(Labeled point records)
____________________
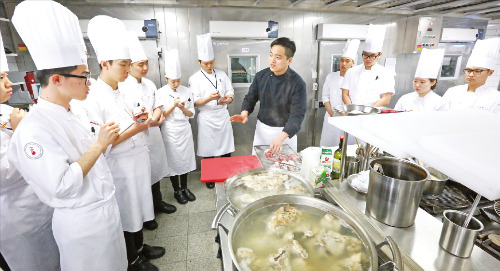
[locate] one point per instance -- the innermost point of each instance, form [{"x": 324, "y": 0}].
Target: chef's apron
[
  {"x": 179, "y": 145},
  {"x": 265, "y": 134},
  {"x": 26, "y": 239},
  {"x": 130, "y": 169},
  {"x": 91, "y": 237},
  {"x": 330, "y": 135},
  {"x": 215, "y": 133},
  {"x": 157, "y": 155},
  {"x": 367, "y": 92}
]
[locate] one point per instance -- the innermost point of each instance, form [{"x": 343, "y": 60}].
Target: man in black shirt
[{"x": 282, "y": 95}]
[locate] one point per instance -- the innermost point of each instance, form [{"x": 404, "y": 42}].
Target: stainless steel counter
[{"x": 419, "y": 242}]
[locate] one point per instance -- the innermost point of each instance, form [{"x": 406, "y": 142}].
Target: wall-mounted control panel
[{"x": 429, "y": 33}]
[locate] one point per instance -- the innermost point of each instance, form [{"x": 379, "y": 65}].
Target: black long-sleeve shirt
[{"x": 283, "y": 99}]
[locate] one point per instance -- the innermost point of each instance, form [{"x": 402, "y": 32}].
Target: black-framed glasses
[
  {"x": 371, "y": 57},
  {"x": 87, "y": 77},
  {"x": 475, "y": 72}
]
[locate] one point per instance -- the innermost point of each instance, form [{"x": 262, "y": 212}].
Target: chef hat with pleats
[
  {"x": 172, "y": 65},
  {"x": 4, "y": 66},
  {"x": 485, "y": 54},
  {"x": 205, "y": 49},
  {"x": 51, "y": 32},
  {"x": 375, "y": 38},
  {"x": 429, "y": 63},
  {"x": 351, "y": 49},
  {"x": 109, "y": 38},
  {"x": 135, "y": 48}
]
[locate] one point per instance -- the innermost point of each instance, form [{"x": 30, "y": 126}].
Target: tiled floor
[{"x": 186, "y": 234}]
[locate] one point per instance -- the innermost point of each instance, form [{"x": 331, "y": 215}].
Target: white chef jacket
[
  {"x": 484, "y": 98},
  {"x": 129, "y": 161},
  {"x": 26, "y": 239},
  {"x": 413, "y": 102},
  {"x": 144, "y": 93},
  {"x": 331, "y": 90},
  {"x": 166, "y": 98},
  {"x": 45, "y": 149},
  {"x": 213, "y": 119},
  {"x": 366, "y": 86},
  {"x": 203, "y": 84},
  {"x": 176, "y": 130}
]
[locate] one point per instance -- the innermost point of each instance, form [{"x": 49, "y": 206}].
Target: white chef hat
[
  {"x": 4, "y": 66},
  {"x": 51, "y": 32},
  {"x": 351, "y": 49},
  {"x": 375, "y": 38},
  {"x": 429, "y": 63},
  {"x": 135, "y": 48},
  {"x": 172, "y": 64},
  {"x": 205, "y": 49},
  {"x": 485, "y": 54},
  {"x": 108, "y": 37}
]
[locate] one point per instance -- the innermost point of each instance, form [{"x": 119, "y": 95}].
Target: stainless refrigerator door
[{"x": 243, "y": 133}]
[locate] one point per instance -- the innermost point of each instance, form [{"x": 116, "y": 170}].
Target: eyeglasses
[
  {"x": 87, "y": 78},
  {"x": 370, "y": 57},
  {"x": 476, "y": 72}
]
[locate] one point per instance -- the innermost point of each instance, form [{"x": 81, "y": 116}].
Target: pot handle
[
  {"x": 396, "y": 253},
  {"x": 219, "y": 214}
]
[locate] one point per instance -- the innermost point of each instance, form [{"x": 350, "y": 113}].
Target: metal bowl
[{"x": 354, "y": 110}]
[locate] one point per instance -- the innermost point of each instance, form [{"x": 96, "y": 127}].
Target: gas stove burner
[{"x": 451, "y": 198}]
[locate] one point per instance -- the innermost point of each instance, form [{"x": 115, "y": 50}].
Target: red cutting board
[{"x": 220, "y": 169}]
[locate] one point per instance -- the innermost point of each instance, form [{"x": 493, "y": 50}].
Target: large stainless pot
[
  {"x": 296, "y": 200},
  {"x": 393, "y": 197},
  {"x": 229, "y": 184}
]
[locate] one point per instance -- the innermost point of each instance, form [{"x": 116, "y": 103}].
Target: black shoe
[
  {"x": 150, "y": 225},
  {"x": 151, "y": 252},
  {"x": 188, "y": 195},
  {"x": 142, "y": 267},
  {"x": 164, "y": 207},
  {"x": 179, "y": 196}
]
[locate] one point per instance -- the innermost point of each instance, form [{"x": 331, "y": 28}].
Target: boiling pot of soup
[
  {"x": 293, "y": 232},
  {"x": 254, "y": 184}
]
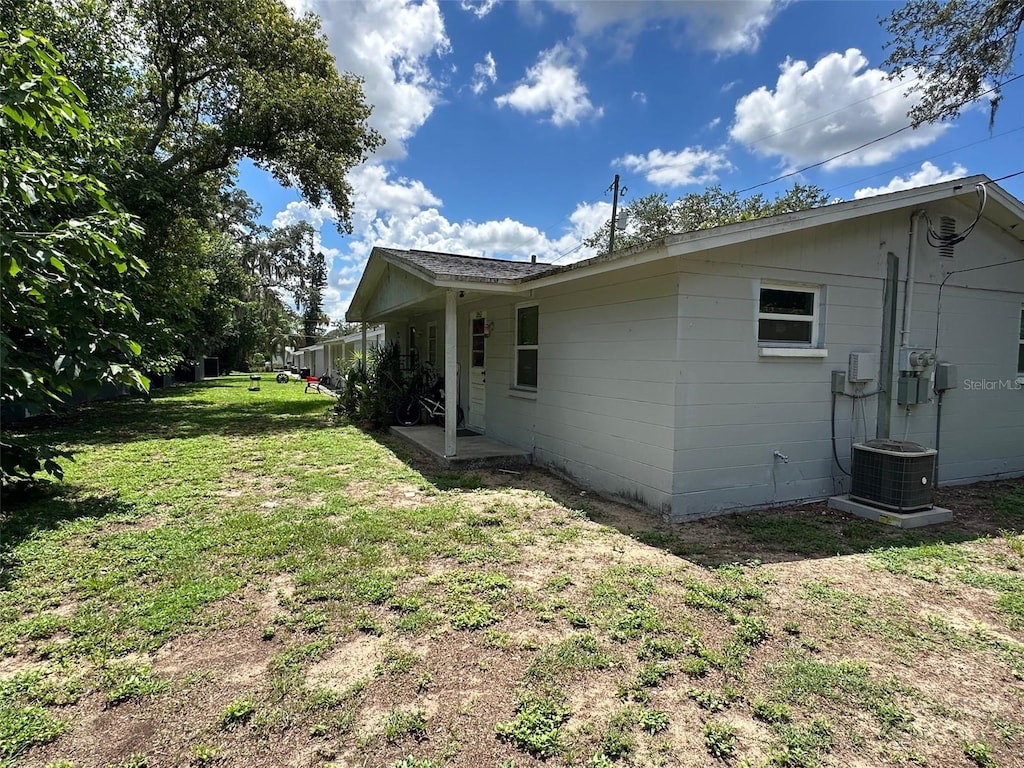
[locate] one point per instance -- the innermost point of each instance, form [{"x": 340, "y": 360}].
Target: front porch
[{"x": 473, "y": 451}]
____________________
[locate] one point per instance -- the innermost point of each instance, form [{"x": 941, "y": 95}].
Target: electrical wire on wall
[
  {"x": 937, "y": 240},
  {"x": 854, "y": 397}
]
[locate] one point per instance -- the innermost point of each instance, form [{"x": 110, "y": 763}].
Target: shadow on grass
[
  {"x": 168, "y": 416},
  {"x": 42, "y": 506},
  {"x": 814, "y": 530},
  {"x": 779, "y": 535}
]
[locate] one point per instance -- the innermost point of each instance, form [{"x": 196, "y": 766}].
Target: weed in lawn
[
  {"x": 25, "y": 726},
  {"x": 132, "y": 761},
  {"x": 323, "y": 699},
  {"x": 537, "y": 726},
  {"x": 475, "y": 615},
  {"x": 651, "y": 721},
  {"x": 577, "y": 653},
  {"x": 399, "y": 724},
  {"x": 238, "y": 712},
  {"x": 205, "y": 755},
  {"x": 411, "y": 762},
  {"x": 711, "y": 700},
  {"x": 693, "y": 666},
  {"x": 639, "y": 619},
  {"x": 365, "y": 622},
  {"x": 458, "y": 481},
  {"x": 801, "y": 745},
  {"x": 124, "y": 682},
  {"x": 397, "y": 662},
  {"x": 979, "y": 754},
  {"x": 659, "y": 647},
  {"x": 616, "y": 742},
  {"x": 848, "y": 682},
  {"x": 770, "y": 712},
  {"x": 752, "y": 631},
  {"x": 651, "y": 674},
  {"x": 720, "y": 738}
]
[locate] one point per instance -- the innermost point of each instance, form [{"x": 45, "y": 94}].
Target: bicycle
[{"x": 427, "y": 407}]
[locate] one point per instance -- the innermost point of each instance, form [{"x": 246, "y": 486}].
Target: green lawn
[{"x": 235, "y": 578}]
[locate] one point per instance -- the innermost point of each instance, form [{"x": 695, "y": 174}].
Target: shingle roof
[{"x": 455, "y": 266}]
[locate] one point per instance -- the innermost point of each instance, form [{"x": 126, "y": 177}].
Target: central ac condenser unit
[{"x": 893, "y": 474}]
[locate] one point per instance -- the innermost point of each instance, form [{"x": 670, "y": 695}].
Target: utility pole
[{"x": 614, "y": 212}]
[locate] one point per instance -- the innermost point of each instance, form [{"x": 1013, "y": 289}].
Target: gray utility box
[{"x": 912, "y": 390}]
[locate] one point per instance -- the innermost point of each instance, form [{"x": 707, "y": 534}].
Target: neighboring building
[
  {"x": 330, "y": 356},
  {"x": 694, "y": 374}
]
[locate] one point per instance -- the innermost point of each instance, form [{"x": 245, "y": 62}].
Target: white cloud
____________________
→ **CHALLENGE**
Report every line of the material that contains the word "white", copying each such line in full. Matching is case-sensitive.

→ **THE ANSWER**
Target: white chef jacket
Target: white chef hat
Target: white cloud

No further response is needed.